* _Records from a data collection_
————————
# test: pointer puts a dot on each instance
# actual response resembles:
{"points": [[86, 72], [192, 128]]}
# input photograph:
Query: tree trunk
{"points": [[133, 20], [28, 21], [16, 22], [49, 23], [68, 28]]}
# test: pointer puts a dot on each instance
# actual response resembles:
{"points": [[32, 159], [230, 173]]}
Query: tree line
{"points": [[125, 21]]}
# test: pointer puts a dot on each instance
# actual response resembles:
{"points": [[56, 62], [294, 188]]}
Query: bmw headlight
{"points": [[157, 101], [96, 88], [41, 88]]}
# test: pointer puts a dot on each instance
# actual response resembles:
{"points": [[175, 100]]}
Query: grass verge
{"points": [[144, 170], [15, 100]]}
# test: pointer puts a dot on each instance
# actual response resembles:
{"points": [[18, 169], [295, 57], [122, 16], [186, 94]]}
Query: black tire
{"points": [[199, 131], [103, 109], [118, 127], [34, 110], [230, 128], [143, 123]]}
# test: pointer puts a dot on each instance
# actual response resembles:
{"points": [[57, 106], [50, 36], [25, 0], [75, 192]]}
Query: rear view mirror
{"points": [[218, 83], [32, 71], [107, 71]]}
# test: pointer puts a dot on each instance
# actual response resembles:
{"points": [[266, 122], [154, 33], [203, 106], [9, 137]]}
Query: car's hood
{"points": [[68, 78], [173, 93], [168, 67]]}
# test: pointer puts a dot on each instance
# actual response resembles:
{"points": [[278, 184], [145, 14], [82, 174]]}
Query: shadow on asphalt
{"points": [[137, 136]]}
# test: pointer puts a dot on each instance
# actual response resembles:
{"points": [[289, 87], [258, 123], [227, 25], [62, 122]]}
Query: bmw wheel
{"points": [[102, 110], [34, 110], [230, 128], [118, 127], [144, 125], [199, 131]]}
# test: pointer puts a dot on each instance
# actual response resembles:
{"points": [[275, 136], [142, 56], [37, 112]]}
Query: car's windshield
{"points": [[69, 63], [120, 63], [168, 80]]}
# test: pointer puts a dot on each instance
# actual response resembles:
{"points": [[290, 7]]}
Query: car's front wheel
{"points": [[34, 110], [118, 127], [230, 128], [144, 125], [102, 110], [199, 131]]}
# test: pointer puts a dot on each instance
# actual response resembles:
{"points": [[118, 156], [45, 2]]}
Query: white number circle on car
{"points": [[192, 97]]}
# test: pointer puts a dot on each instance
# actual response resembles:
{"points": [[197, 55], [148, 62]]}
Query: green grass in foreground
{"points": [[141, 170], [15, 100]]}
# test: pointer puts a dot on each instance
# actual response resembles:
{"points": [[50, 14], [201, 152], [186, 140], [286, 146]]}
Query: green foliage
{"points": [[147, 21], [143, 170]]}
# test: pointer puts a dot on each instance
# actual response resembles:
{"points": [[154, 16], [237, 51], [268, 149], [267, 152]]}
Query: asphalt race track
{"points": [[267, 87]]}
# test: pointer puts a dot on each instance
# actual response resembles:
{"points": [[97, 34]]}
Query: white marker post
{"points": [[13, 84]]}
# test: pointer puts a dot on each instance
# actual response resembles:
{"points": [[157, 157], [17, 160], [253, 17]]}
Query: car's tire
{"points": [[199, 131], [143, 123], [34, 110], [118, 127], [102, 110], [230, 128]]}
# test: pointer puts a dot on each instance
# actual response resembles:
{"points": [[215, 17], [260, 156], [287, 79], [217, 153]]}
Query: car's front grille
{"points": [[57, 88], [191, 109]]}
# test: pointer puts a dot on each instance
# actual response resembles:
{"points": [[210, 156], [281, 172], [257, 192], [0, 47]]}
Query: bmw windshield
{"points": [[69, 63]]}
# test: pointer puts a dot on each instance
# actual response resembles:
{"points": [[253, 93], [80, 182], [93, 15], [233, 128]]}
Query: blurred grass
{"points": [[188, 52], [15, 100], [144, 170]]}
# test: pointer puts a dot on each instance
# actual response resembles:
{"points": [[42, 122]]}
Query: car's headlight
————————
* _WHAT YOU HAVE TO DO_
Write out every line of the material again, exactly as it reads.

* _RESULT FOR THIS TASK_
# test: pointer puts a dot on each instance
# actual response resembles:
{"points": [[86, 72], [192, 128]]}
# input photograph:
Query: tree trunk
{"points": [[133, 20], [28, 21], [16, 22], [49, 23], [68, 28]]}
# test: pointer puts a dot on each instance
# actual response resembles:
{"points": [[32, 159], [230, 173]]}
Query: tree line
{"points": [[125, 21]]}
# test: pointer puts a dot on each instance
# actual response resembles:
{"points": [[56, 62], [294, 188]]}
Query: bmw headlight
{"points": [[157, 101], [96, 88], [41, 88]]}
# test: pointer puts a dot on each instance
# actual response resembles:
{"points": [[175, 100]]}
Query: grass verge
{"points": [[144, 170], [15, 100]]}
# test: pointer puts a dot on each instance
# actual response resembles:
{"points": [[18, 169], [295, 57], [122, 16], [186, 94]]}
Query: black tire
{"points": [[199, 131], [103, 109], [118, 127], [34, 110], [230, 128], [143, 123]]}
# test: pointer puts a dot on each instance
# actual response resembles:
{"points": [[57, 106], [50, 36], [25, 0], [75, 192]]}
Query: rear view mirror
{"points": [[218, 83], [32, 71], [107, 71]]}
# test: pointer puts a dot on each instance
# actual response resembles:
{"points": [[266, 122], [154, 33], [203, 106], [9, 137]]}
Query: car's hood
{"points": [[68, 78], [173, 93], [168, 67]]}
# test: pointer puts a dot on each instance
# actual response resembles:
{"points": [[278, 184], [145, 14], [82, 174]]}
Query: shadow on asphalt
{"points": [[137, 136]]}
# test: pointer puts a dot on each instance
# actual response resembles:
{"points": [[289, 87], [258, 123], [227, 25], [62, 122]]}
Query: bmw wheel
{"points": [[102, 110], [34, 110], [230, 128], [118, 127], [144, 125], [199, 131]]}
# test: pointer puts a dot on each instance
# actual response resembles:
{"points": [[275, 136], [142, 56], [37, 112]]}
Query: car's windshield
{"points": [[69, 63], [120, 63], [168, 80]]}
# test: pointer puts a dot on each instance
# actual response resembles:
{"points": [[290, 7]]}
Query: car's front wheel
{"points": [[34, 110], [118, 127], [230, 128], [144, 125], [102, 110], [199, 131]]}
# test: pointer puts a dot on each instance
# actual response resembles:
{"points": [[118, 156], [45, 2]]}
Query: white number circle on car
{"points": [[192, 97]]}
# test: pointer puts a dot on each instance
# actual response resembles:
{"points": [[197, 55], [148, 62]]}
Query: green grass in foreground
{"points": [[141, 170], [15, 100]]}
# test: pointer puts a dot on each instance
# actual response resembles:
{"points": [[50, 14], [201, 152], [186, 140], [286, 146]]}
Query: green foliage
{"points": [[147, 21], [143, 170]]}
# test: pointer puts a dot on each instance
# actual response resembles:
{"points": [[154, 16], [237, 51], [268, 149], [267, 152]]}
Query: asphalt race track
{"points": [[267, 87]]}
# test: pointer puts a dot on each instance
# actual response resembles:
{"points": [[97, 34]]}
Query: white marker post
{"points": [[13, 84]]}
# test: pointer puts a dot on each instance
# actual response resembles:
{"points": [[157, 157], [17, 160], [253, 17]]}
Query: car's tire
{"points": [[199, 131], [143, 123], [34, 110], [118, 127], [102, 110], [230, 128]]}
# test: pointer puts a dot on each instance
# actual response resembles:
{"points": [[215, 17], [260, 156], [287, 79], [217, 153]]}
Query: car's front grille
{"points": [[57, 88], [191, 109]]}
# test: pointer puts a dot on each instance
# actual response resembles:
{"points": [[210, 156], [281, 172], [257, 192], [0, 47]]}
Query: bmw windshield
{"points": [[69, 63]]}
# test: pointer puts a dot on each instance
# actual response resembles:
{"points": [[253, 93], [80, 182], [93, 15], [233, 128]]}
Query: blurred grass
{"points": [[188, 52], [15, 100], [144, 170]]}
# test: pointer puts a dot on each instance
# actual response resembles:
{"points": [[42, 122]]}
Query: car's headlight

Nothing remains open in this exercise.